> [What you are asked to do]:
For the word "tree", count the lines in the records below that include it and give only that number.

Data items
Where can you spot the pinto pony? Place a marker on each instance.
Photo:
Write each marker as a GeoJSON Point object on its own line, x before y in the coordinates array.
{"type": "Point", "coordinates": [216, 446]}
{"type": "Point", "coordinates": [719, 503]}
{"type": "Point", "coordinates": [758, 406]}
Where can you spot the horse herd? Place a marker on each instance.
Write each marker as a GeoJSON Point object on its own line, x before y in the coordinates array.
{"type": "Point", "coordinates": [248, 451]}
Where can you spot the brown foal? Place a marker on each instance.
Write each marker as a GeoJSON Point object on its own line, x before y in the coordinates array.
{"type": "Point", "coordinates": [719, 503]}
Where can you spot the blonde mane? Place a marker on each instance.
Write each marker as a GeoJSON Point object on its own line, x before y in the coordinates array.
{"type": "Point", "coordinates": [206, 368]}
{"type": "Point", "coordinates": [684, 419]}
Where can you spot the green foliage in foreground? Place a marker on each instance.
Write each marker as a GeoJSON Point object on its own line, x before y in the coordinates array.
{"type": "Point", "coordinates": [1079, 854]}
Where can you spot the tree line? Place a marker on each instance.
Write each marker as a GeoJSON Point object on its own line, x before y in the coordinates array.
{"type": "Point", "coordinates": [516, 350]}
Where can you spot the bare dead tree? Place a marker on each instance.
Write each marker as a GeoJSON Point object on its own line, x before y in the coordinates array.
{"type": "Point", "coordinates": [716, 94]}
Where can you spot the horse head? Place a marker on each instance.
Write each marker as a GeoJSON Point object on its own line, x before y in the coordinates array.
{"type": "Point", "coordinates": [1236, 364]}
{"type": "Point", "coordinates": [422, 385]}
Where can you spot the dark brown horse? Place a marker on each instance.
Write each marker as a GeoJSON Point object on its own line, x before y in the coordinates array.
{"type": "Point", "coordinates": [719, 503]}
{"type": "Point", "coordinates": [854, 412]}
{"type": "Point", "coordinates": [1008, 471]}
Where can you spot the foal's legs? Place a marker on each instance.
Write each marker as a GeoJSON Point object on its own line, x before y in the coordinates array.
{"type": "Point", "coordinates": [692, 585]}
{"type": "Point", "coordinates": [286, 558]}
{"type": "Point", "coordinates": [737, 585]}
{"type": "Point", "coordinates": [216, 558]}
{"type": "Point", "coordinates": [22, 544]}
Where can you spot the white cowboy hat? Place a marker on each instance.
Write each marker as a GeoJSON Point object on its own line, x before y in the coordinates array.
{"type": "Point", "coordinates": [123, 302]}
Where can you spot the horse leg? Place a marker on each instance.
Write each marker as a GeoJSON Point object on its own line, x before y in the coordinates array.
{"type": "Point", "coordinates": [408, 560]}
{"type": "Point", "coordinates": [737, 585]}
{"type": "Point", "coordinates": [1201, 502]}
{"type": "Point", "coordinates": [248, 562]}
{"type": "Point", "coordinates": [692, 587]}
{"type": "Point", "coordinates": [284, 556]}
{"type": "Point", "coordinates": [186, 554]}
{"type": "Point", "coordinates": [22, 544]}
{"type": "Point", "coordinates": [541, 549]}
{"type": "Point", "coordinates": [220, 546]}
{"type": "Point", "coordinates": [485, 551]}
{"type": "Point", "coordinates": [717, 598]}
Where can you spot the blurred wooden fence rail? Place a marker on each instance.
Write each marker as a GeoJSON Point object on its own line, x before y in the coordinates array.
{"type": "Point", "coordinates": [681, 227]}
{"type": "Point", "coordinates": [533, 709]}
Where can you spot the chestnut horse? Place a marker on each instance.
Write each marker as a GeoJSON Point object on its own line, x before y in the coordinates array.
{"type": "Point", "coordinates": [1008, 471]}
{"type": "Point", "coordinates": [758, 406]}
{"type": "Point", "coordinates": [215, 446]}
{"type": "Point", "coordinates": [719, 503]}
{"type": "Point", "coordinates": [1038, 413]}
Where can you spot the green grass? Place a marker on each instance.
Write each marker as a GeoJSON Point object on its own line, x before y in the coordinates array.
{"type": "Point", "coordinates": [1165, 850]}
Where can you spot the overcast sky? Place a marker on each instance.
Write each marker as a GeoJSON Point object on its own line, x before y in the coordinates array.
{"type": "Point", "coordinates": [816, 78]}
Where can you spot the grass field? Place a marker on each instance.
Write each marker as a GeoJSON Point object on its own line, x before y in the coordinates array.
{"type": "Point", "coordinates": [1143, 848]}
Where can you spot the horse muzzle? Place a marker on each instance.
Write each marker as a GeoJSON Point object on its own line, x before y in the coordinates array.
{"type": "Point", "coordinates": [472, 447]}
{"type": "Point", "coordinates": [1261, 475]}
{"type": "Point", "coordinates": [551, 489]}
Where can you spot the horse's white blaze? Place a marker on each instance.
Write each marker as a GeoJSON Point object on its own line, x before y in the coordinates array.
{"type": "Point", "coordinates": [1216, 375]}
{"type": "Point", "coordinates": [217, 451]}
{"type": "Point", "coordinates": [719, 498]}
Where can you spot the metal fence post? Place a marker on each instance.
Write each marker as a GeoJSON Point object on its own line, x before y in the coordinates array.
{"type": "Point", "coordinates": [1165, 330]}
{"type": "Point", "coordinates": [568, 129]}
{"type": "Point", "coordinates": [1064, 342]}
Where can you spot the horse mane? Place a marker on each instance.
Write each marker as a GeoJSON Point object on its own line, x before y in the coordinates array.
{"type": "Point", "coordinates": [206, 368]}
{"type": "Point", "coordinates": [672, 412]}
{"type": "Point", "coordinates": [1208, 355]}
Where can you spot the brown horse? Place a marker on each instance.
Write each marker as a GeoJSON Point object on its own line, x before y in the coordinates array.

> [Answer]:
2